_WRITTEN EXERCISE_: Continue the binary deployment notes below, starting after their final line about the health probe.

_DOCUMENT SEGMENT_:
- - - -

Currently only r1 is wired. Adding r2 / r3:

  1. Add the four R2_* / R3_* secrets above.
  2. Add the region to the workflow's region choice list in .github/workflows/deploy.yml.
  3. Extend the case in the "Resolve region inventory" step to map the new region's secrets.
  4. Optionally configure a GitHub Environment named after the region with required reviewers (forces manual approval before the deploy job runs).

What the playbook does

`configs/ansible/playbooks/deploy-binary.yml` loops over each requested binary and includes `configs/ansible/tasks/deploy-one-binary.yml`.

Per-binary sequence:

  1. Resolve previous version from the sidecar

/var/lib/stellarindex/deployed-versions/<binary>. First-deploy fallback is a UTC timestamp.

  1. Stage the new binary as <install_dir>/<binary>.new

(controller → host copy via SSH).

  1. Backup the current <binary><binary>.prev-<previous-tag>.
  2. Atomic rename .new → live path.
  3. Write sidecar with the new version tag.
  4. `systemctl restart <binary>.service`.
  5. Grace period (default 15s) before health probe.
  6. Health probe:

- stellarindex-api: curl http://127.0.0.1:3000/v1/healthz expects 200 (5 retries × 3s) - other binaries: systemctl is-active expects active (5 retries × 3s)

- - - -

_INFORMATION PROVIDED_:
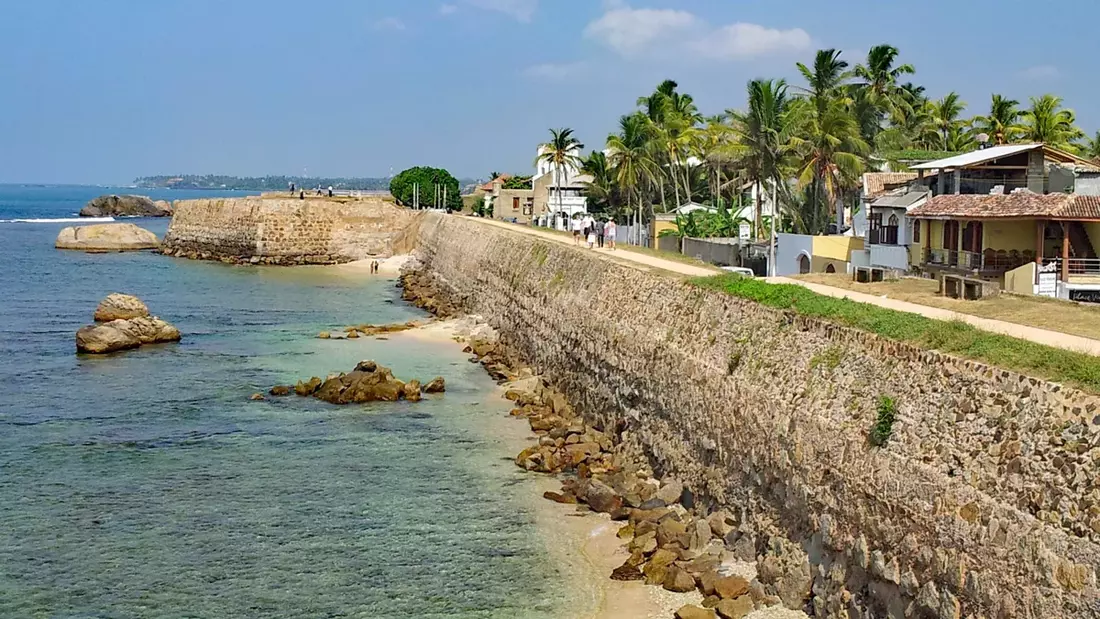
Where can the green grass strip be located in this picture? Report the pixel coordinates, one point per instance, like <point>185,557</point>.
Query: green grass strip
<point>955,338</point>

- - - -

_RESPONSE_:
  1. Rollback on probe failure:

- Stop the failing service. - Move bad binary to <binary>.failed-<new-version> (preserved for post-mortem). - Restore <binary>.prev-<previous-tag> → live path. - Restore the previous sidecar. - Restart with old binary. - Fail the play (workflow surfaces non-zero).

  1. Prune backups beyond the most-recent 5 to bound disk usage.

Backup naming + rollback

Backups land at /usr/local/bin/<binary>.prev-<tag> where <tag> is the SemVer of the previous deploy (resolved from the sidecar). Examples after a few deploys:

/usr/local/bin/stellarindex-api
/usr/local/bin/stellarindex-api.prev-v0.2.0
/usr/local/bin/stellarindex-api.prev-v0.1.3
/usr/local/bin/stellarindex-api.prev-v0.1.2

To roll back manually (workflow path is preferred — see release-process.md §Rollback):

ssh root@<host> "
  systemctl stop stellarindex-api
  mv /usr/local/bin/stellarindex-api /tmp/bad-stellarindex-api
  cp /usr/local/bin/stellarindex-api.prev-v0.1.3 /usr/local/bin/stellarindex-api
  echo v0.1.3 > /var/lib/stellarindex/deployed-versions/stellarindex-api
  systemctl start stellarindex-api
"

Then re-run gh workflow run deploy.yml -f version=v0.1.3 … to get the workflow's state back in sync (idempotent — it'll be a no-op if the sidecar already says v0.1.3 and the binary is healthy).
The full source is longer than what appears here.